Exercise brief.
Where a line of the data holds the word "roofed", copy that line.

[Natural-language object grounding data]
╔══
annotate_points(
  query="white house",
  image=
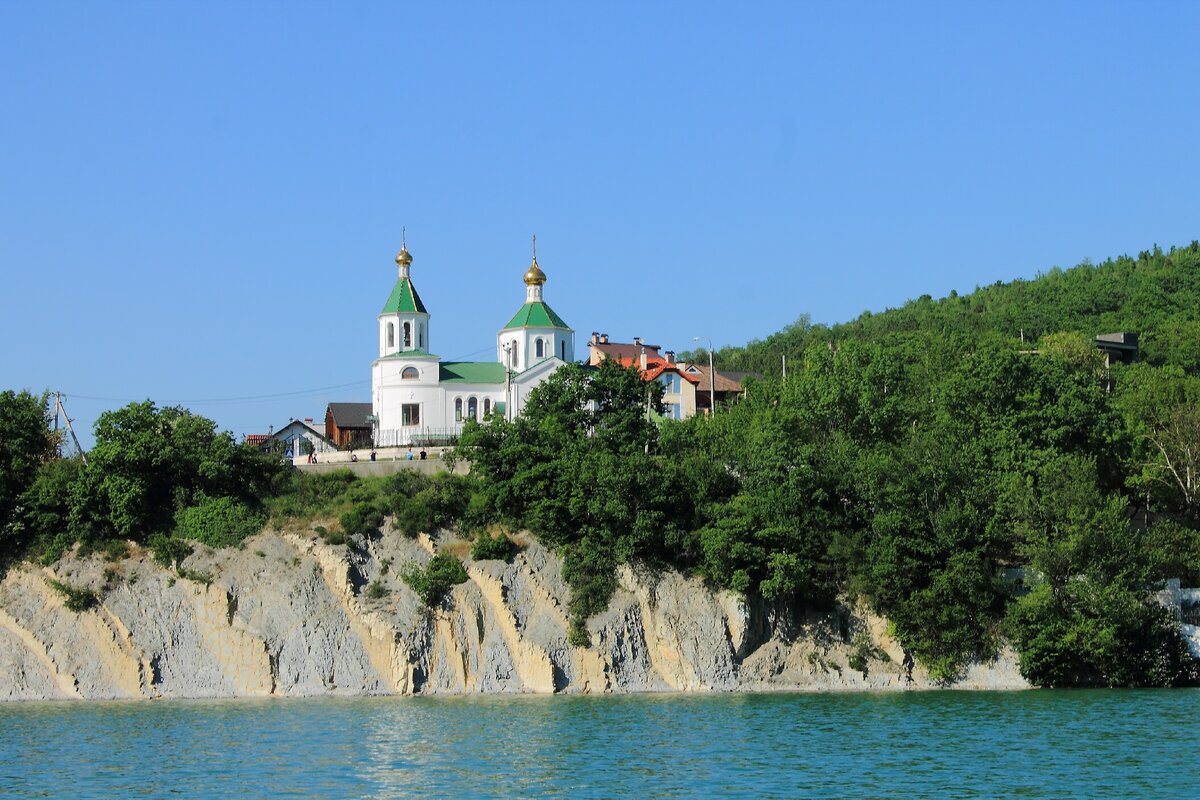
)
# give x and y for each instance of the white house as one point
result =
(418, 398)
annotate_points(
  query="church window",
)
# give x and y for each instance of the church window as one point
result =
(411, 414)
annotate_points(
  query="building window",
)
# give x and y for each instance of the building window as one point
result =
(411, 414)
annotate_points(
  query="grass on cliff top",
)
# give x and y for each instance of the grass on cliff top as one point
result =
(418, 503)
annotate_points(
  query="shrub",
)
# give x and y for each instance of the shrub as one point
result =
(432, 582)
(219, 522)
(363, 519)
(487, 547)
(169, 551)
(76, 599)
(307, 494)
(117, 549)
(413, 516)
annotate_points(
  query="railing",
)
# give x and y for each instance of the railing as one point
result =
(417, 437)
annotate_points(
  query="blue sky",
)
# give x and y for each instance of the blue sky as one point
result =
(202, 202)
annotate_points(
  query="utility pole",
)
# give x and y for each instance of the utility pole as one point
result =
(712, 376)
(60, 407)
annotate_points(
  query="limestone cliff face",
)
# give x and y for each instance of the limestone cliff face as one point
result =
(288, 615)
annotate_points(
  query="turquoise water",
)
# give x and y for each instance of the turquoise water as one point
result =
(1041, 744)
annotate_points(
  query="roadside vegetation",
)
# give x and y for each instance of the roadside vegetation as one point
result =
(970, 468)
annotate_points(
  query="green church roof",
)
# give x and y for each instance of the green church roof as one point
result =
(403, 299)
(409, 354)
(472, 372)
(537, 314)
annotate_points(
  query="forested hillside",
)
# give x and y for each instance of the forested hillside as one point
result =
(970, 468)
(1156, 294)
(917, 459)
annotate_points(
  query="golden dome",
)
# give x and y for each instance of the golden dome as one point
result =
(534, 276)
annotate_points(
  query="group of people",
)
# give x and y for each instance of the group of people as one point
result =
(312, 456)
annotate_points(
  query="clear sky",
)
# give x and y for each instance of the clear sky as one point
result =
(202, 202)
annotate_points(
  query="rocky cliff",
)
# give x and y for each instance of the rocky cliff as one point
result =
(289, 615)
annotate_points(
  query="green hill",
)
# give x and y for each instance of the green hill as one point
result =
(1156, 294)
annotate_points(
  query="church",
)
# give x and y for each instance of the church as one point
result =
(418, 400)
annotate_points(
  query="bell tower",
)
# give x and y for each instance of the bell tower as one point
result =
(535, 334)
(403, 322)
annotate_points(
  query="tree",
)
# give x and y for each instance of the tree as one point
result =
(149, 463)
(576, 469)
(27, 444)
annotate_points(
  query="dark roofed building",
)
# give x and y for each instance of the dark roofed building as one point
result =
(348, 425)
(1117, 348)
(627, 353)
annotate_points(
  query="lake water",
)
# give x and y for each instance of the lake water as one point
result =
(1036, 744)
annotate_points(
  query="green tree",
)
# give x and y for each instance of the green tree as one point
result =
(149, 463)
(27, 444)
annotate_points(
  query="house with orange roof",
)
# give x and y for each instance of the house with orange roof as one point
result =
(679, 386)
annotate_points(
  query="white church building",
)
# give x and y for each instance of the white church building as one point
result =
(419, 400)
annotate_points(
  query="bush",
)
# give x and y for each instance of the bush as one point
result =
(413, 516)
(361, 521)
(219, 522)
(307, 494)
(432, 582)
(168, 551)
(77, 600)
(489, 547)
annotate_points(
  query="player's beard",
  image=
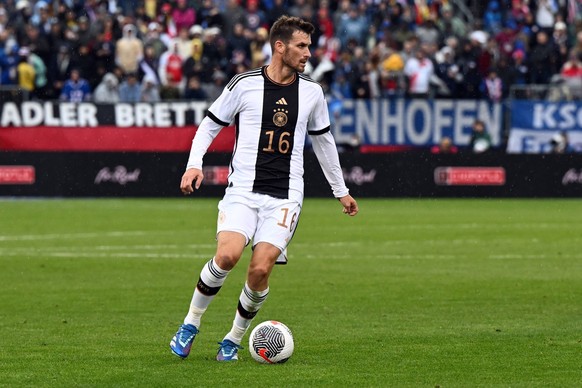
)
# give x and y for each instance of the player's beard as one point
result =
(294, 64)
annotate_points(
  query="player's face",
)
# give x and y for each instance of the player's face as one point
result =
(297, 51)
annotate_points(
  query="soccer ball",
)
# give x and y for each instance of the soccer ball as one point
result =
(271, 342)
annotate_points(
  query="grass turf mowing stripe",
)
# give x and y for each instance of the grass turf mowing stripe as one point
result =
(408, 293)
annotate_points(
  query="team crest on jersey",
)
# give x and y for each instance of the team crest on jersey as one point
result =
(280, 117)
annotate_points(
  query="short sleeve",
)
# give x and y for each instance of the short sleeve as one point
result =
(226, 107)
(319, 122)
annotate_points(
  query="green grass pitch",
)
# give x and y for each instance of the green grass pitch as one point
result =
(410, 293)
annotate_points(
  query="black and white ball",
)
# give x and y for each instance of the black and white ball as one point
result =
(271, 342)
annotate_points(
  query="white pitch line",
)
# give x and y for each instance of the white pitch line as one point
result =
(68, 236)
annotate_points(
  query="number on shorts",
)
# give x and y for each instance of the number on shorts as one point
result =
(283, 223)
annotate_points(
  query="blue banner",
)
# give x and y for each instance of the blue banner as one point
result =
(545, 127)
(413, 122)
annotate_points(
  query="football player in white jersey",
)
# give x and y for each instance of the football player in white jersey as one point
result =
(273, 108)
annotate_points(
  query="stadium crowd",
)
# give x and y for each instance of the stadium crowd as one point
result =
(149, 50)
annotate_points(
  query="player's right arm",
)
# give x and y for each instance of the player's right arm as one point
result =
(193, 177)
(220, 114)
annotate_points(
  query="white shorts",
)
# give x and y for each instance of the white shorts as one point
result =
(260, 218)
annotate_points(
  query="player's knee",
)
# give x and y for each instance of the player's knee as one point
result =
(258, 274)
(226, 260)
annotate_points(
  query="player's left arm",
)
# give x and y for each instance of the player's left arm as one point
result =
(326, 151)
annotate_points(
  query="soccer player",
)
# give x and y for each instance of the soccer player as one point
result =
(273, 107)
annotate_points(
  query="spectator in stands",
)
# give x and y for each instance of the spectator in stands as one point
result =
(84, 60)
(183, 41)
(445, 146)
(255, 18)
(194, 90)
(545, 15)
(560, 43)
(171, 74)
(260, 48)
(239, 45)
(25, 71)
(150, 64)
(480, 139)
(492, 20)
(129, 50)
(183, 16)
(76, 89)
(150, 91)
(166, 21)
(492, 87)
(353, 27)
(104, 51)
(234, 14)
(107, 92)
(542, 60)
(393, 79)
(209, 15)
(520, 69)
(40, 76)
(419, 69)
(468, 70)
(449, 24)
(130, 89)
(154, 40)
(571, 73)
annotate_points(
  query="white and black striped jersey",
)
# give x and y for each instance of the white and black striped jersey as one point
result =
(271, 121)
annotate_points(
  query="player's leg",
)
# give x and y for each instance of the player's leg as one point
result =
(275, 228)
(236, 223)
(252, 297)
(230, 246)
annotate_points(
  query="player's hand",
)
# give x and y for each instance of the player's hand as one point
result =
(192, 179)
(350, 205)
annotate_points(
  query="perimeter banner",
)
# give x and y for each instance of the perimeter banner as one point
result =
(535, 123)
(141, 174)
(36, 126)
╚══
Written reply.
  query="dark roofed building",
# give x and y for each instance of the dark roofed building as one point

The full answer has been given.